## Your assignment
Return, word for word, only the lines of the data below that lie between the line with "track as a reference point." and the line with "Target: dirt lot", those two lines included.

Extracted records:
☆ ☆ ☆

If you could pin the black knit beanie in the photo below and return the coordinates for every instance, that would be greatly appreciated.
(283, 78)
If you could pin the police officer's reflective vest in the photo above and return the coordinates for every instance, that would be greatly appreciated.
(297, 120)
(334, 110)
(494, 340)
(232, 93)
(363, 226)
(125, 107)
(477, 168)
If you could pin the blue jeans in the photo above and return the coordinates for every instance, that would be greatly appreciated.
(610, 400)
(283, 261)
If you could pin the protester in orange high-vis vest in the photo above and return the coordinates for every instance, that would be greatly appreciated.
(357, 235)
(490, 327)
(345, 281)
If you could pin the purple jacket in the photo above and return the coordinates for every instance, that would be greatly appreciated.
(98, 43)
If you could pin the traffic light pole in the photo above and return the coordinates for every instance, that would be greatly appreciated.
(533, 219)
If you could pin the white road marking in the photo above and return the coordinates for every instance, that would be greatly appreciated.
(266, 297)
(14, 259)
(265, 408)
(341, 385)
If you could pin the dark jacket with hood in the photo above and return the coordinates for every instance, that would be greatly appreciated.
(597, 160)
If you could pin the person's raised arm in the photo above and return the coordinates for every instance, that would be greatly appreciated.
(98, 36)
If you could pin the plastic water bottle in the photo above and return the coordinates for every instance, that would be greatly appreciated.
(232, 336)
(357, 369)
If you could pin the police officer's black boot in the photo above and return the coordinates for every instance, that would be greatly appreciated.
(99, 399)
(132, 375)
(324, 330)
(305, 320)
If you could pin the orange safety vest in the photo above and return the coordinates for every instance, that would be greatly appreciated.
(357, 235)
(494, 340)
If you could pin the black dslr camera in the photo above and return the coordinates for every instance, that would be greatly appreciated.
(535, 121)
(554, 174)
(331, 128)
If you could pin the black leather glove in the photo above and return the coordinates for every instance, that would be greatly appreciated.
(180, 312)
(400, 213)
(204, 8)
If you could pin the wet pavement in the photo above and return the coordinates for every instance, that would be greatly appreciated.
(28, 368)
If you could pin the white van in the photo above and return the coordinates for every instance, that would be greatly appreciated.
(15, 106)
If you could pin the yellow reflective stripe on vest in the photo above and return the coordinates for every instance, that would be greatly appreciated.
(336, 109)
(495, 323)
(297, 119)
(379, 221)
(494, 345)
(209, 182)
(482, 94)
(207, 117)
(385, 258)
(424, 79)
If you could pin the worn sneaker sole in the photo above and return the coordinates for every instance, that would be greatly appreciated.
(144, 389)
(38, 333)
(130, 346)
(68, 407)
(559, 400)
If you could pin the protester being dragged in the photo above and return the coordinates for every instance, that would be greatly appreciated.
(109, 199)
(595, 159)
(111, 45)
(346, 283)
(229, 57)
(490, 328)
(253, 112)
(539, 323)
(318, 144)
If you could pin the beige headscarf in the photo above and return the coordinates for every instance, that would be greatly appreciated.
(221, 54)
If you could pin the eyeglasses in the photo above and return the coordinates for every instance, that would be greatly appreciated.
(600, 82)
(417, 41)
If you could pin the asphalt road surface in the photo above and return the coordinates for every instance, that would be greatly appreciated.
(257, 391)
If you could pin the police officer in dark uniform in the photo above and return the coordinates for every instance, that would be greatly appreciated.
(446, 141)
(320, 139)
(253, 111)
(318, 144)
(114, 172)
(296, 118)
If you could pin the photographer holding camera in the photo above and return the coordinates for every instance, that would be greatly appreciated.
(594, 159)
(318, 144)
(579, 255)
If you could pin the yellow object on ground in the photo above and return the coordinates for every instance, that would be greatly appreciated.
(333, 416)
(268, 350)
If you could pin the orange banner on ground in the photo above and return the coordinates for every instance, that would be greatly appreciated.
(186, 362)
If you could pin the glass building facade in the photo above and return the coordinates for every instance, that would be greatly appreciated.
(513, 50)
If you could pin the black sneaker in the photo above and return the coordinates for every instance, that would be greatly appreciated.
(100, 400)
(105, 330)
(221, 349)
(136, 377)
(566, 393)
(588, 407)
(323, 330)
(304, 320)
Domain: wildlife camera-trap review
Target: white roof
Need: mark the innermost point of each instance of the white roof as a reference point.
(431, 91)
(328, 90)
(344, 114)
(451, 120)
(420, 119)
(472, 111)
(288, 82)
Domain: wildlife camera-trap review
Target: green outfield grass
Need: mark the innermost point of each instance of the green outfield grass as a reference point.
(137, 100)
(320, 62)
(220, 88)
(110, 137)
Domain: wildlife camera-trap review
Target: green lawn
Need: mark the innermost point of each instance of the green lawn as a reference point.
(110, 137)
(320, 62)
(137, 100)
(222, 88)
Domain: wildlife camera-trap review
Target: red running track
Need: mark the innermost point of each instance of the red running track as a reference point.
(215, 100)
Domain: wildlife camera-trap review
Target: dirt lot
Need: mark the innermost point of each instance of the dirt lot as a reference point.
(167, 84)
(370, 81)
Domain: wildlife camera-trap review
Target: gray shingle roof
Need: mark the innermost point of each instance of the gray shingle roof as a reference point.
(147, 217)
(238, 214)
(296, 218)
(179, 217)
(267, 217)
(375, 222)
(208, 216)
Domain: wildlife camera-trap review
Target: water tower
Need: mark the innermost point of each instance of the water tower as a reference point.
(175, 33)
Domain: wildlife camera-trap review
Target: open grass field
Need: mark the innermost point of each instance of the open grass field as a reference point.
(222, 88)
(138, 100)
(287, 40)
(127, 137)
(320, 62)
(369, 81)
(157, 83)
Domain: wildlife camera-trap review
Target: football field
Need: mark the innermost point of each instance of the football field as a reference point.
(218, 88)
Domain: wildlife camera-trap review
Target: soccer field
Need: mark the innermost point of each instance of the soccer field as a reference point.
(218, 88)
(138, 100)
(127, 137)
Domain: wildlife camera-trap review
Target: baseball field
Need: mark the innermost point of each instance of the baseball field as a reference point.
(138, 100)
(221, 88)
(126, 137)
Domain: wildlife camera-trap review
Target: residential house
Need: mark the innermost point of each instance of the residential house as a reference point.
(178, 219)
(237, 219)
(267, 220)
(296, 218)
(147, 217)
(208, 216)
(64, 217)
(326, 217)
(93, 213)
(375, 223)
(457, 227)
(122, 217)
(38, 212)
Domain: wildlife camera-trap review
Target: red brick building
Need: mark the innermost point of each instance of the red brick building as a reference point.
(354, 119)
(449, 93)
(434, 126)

☆ ☆ ☆

## Expected output
Need: mark the innermost point of each instance of the red running track as a reference point.
(215, 100)
Domain: wildlife camera-trap review
Target: dirt lot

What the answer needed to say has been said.